What you are asked to do: Only the lines from the one with "dog's nose, which" through the end of the material, both ends included, should be retyped exactly.

::: Extracted records :::

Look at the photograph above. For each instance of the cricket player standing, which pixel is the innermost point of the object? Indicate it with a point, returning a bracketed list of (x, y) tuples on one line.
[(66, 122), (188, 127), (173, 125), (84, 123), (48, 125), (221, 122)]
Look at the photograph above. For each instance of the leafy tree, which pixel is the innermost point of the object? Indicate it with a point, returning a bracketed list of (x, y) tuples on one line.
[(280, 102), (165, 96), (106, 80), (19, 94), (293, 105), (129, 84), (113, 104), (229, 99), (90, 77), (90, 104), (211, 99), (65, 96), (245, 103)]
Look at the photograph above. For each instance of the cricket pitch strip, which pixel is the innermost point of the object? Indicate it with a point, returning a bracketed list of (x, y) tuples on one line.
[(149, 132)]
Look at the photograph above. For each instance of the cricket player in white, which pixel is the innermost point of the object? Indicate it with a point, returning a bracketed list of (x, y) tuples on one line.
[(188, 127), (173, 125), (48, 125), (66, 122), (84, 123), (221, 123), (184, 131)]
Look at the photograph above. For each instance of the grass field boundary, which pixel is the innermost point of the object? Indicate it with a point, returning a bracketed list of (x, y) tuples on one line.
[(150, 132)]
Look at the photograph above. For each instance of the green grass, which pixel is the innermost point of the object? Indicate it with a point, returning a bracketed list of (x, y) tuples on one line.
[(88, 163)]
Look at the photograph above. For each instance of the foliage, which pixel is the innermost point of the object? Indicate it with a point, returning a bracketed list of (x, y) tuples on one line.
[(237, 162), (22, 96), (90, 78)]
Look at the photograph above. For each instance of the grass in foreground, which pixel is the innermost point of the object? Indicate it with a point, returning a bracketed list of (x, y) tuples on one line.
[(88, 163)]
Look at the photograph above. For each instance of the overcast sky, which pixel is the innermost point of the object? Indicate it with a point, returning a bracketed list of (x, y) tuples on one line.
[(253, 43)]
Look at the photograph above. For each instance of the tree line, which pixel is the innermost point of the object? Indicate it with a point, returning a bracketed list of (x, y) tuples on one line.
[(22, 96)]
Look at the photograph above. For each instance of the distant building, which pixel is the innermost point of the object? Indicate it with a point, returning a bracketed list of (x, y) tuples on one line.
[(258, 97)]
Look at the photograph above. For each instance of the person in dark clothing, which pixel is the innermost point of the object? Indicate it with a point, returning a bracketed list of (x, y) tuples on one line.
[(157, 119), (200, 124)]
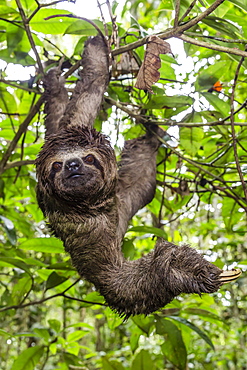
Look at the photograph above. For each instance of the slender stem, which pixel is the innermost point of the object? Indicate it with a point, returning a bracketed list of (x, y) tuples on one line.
[(204, 44), (170, 32), (29, 35), (177, 9), (233, 129)]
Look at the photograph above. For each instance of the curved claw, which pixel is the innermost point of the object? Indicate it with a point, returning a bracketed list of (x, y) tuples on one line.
[(229, 275)]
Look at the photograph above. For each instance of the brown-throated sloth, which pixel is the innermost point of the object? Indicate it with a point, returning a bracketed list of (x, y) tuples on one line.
[(88, 201)]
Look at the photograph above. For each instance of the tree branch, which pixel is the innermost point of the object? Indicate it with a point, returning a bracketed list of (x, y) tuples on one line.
[(29, 35), (233, 129), (170, 32), (204, 44)]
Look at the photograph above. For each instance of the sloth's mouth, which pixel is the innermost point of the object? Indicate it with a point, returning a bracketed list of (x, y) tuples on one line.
[(74, 175)]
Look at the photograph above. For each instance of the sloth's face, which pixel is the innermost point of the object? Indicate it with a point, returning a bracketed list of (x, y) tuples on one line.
[(77, 173)]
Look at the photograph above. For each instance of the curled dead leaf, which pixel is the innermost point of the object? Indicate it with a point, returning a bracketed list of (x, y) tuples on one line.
[(148, 73)]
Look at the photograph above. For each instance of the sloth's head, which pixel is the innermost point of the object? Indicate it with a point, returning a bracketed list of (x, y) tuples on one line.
[(76, 166)]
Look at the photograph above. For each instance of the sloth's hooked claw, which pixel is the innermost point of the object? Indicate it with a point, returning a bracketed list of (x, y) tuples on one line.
[(230, 275)]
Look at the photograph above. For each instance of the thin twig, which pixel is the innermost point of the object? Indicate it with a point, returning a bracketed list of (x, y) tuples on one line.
[(29, 35), (233, 128), (177, 9), (187, 11), (204, 44), (171, 32), (62, 294), (22, 128), (77, 17)]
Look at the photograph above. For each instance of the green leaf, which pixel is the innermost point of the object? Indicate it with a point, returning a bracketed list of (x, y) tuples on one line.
[(16, 262), (144, 323), (53, 26), (142, 361), (42, 333), (80, 27), (113, 319), (173, 348), (240, 3), (219, 105), (55, 325), (162, 102), (54, 280), (230, 213), (21, 288), (76, 335), (190, 139), (9, 228), (193, 327), (46, 245), (207, 77), (28, 359)]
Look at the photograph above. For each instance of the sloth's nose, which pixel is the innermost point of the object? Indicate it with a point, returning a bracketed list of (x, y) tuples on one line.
[(73, 164)]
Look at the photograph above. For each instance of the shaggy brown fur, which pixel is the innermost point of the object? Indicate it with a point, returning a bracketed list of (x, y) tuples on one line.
[(89, 202)]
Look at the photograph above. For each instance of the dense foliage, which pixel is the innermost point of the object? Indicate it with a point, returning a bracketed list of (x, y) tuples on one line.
[(49, 319)]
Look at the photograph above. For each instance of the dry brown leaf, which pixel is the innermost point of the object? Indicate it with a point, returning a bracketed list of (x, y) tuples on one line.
[(148, 73)]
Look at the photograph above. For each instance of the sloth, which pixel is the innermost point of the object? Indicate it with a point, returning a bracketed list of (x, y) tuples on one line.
[(89, 198)]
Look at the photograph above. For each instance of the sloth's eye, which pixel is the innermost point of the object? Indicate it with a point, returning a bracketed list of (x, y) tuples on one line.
[(89, 159), (57, 166)]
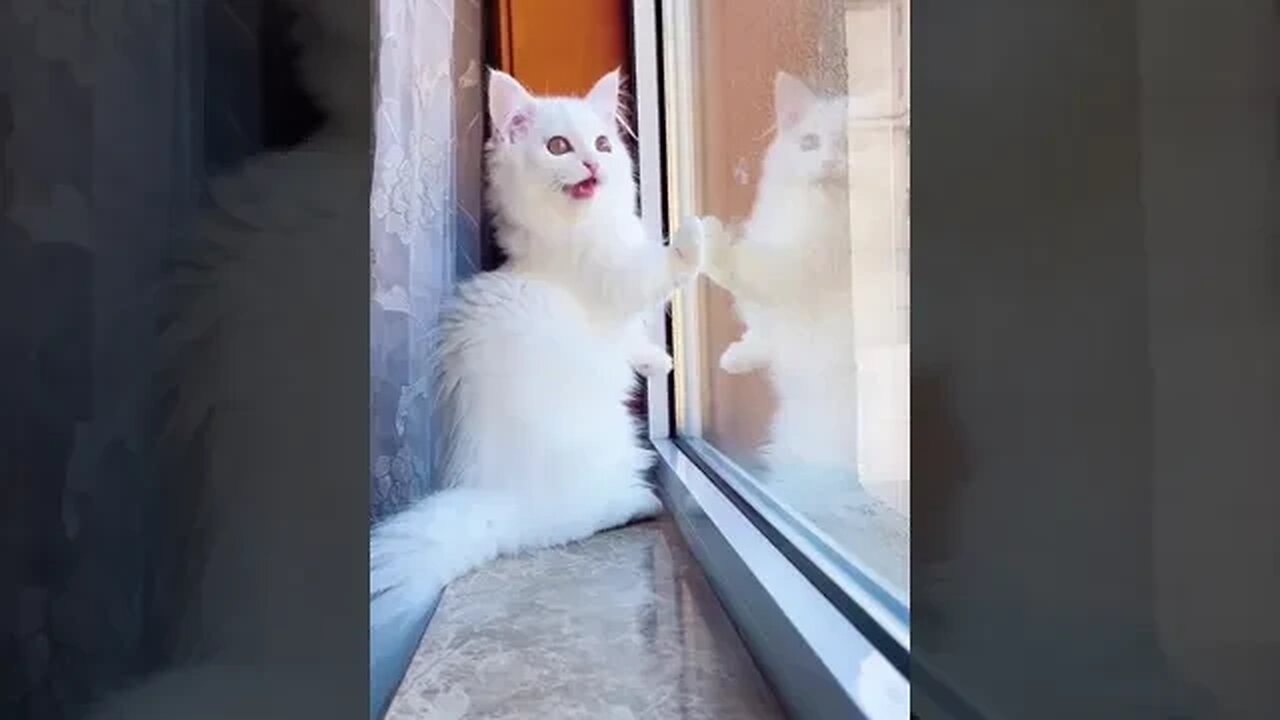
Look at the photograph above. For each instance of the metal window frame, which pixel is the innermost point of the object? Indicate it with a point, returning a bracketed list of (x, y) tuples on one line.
[(819, 660)]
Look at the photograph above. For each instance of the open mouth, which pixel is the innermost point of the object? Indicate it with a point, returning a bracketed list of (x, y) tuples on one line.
[(583, 190)]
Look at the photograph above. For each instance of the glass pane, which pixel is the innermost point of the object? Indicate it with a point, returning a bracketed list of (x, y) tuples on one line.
[(800, 150)]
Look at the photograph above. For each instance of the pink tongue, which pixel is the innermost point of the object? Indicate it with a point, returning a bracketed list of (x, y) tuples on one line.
[(583, 190)]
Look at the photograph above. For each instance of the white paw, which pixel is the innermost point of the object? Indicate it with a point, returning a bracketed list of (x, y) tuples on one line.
[(739, 359), (717, 242), (688, 244), (654, 367)]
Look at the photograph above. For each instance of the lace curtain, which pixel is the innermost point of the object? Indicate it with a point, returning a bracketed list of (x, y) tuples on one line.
[(424, 219)]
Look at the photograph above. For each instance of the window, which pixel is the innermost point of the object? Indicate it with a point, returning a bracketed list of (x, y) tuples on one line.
[(789, 123)]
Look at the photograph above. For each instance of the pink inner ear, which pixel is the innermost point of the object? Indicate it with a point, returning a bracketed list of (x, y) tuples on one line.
[(519, 124)]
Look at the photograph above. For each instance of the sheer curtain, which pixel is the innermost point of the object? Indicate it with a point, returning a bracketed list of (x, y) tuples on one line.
[(424, 237), (424, 219)]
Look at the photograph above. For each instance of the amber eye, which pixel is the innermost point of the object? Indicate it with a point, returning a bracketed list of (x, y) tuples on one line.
[(558, 145)]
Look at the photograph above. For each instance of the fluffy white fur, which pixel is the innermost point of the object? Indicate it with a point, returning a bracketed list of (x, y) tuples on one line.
[(790, 268), (534, 361)]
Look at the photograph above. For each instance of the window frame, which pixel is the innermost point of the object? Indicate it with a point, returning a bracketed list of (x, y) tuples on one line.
[(814, 630)]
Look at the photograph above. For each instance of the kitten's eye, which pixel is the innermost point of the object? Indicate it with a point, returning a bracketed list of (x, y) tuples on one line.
[(558, 145)]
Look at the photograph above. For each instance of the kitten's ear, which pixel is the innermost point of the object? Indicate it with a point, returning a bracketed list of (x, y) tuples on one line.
[(791, 99), (603, 96), (510, 105)]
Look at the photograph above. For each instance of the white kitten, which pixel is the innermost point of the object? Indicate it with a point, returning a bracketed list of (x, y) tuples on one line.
[(534, 360), (789, 269)]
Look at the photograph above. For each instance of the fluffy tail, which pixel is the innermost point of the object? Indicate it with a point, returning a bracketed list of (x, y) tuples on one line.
[(414, 554)]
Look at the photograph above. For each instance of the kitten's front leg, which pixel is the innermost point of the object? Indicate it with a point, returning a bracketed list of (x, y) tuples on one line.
[(649, 276), (650, 360), (686, 250)]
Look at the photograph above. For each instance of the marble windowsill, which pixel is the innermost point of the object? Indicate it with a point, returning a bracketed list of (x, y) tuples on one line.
[(618, 627)]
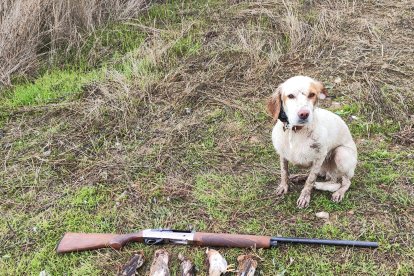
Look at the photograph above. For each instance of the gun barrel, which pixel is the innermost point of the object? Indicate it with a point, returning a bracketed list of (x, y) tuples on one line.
[(275, 240)]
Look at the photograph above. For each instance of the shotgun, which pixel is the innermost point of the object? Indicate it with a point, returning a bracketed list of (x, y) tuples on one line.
[(81, 241)]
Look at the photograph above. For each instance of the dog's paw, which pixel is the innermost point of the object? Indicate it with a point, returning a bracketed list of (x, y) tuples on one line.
[(338, 196), (303, 200), (281, 190)]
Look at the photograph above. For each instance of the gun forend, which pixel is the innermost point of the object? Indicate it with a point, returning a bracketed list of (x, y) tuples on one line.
[(81, 241)]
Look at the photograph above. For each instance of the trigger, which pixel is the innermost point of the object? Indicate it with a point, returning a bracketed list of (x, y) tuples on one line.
[(153, 241)]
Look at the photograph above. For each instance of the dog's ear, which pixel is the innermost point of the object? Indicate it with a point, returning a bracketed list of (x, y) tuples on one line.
[(319, 89), (323, 92), (273, 104)]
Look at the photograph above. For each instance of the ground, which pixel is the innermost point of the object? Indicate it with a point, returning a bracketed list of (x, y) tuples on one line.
[(171, 131)]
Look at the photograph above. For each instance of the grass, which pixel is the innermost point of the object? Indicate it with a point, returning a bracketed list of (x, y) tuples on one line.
[(168, 129)]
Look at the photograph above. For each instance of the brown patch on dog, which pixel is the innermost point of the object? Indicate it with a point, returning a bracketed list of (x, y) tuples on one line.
[(273, 105)]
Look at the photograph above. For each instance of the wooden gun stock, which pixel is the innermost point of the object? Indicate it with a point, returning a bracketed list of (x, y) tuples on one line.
[(72, 242)]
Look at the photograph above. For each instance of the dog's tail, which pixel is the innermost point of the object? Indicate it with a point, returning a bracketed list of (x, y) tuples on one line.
[(327, 186)]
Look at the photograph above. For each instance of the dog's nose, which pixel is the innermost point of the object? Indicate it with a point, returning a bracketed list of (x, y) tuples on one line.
[(303, 114)]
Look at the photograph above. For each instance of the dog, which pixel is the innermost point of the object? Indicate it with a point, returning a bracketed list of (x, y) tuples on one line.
[(311, 137)]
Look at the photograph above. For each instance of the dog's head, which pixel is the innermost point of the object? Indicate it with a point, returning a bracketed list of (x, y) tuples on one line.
[(297, 97)]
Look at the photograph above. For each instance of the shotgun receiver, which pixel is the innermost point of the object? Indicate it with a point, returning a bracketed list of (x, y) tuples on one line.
[(80, 241)]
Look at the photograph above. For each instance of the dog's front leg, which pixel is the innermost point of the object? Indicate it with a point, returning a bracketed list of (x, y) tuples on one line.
[(304, 198), (284, 177)]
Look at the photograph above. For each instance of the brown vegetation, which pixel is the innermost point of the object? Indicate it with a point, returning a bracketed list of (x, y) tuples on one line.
[(34, 30)]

:::

The completed task:
Look at the photograph above. For each instance of the dog's nose, which pixel is the innermost point of the object? Indicate it with a point, returning a bracketed list of (x, y) tuples on one line.
[(303, 114)]
Look at the photograph above. For each instance of the dog, which pixel is the innermost point of the object? Indicate it with a point, returning a bracketed list of (x, y) tuples on one line.
[(311, 137)]
Look at the photograph above. For each instance of the dog's head, which pixel is the innermost point of the object? Indicate it with a point, returning a bracketed list of (x, y) tuples on one line.
[(297, 97)]
Look at the photograph above. For each instance of the shotgun receiver, which pixel is the innermost point of the object? Indicate it with a point, returning a bracketed list of (x, y) tuples on one line.
[(80, 241)]
Look at the photograph above. For each instance of the dog's front leg, which pixel is the innermost point of the object? Indicate it with a point, returning a bracketed list of (x, y) tuples on one line.
[(304, 198), (284, 177)]
Look at the photograph above. For each instance of the brown vegetation, which pixel is the innermost point of the object? Indicate it with a point, returning a bracketed list of (x, y) tuples on one line.
[(34, 30)]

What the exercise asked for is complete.